- [DIRECTION] Can you add 35 to every x and y coordinate in the answer points and write these lines out again in full, starting with the line with "Where can the mud-covered" and going on through the last line? Leave everything else unchanged, including the sample coordinates.

— START THE RECORDS —

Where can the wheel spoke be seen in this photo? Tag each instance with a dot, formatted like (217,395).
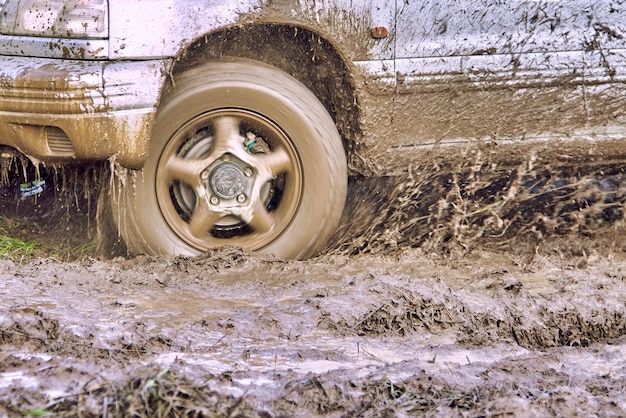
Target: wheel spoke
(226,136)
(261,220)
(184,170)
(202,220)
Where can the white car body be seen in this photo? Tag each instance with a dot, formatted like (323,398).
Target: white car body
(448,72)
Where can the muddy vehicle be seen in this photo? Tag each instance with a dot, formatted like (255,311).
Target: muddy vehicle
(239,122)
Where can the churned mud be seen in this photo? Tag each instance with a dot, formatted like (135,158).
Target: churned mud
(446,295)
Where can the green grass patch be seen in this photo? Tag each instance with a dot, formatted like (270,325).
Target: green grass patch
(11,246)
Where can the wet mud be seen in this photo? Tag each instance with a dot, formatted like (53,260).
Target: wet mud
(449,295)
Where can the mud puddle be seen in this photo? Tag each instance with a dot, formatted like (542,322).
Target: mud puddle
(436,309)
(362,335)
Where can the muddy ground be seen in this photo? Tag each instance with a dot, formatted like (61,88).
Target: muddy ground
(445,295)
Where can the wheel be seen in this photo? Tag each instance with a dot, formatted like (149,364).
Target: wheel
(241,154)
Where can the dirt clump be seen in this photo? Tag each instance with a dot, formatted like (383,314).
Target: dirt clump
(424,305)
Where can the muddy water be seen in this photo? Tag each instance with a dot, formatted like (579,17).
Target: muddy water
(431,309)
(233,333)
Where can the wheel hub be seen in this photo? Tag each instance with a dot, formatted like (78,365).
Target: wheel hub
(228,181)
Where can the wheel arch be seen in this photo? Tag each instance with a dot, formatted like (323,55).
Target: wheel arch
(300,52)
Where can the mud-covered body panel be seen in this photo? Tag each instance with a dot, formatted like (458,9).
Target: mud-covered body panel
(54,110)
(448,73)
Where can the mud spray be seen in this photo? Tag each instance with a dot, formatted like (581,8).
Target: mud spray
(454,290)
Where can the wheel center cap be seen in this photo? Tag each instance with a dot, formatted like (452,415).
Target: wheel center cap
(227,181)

— END THE RECORDS —

- [SOLUTION FOR THIS PROBLEM]
Where can the mud-covered body panel be seen in this photo? Tag each instance with a dot, formatted like (458,9).
Target: mud-covered body panel
(89,145)
(483,108)
Where can the mud spray be seen in this photo? Tag each instance with a dot, formatted like (581,8).
Target: mud spray
(489,325)
Where can the wheel center cap be seen in this photo? Tag each instance with a dot, formatted like (452,415).
Target: wheel center cap
(262,216)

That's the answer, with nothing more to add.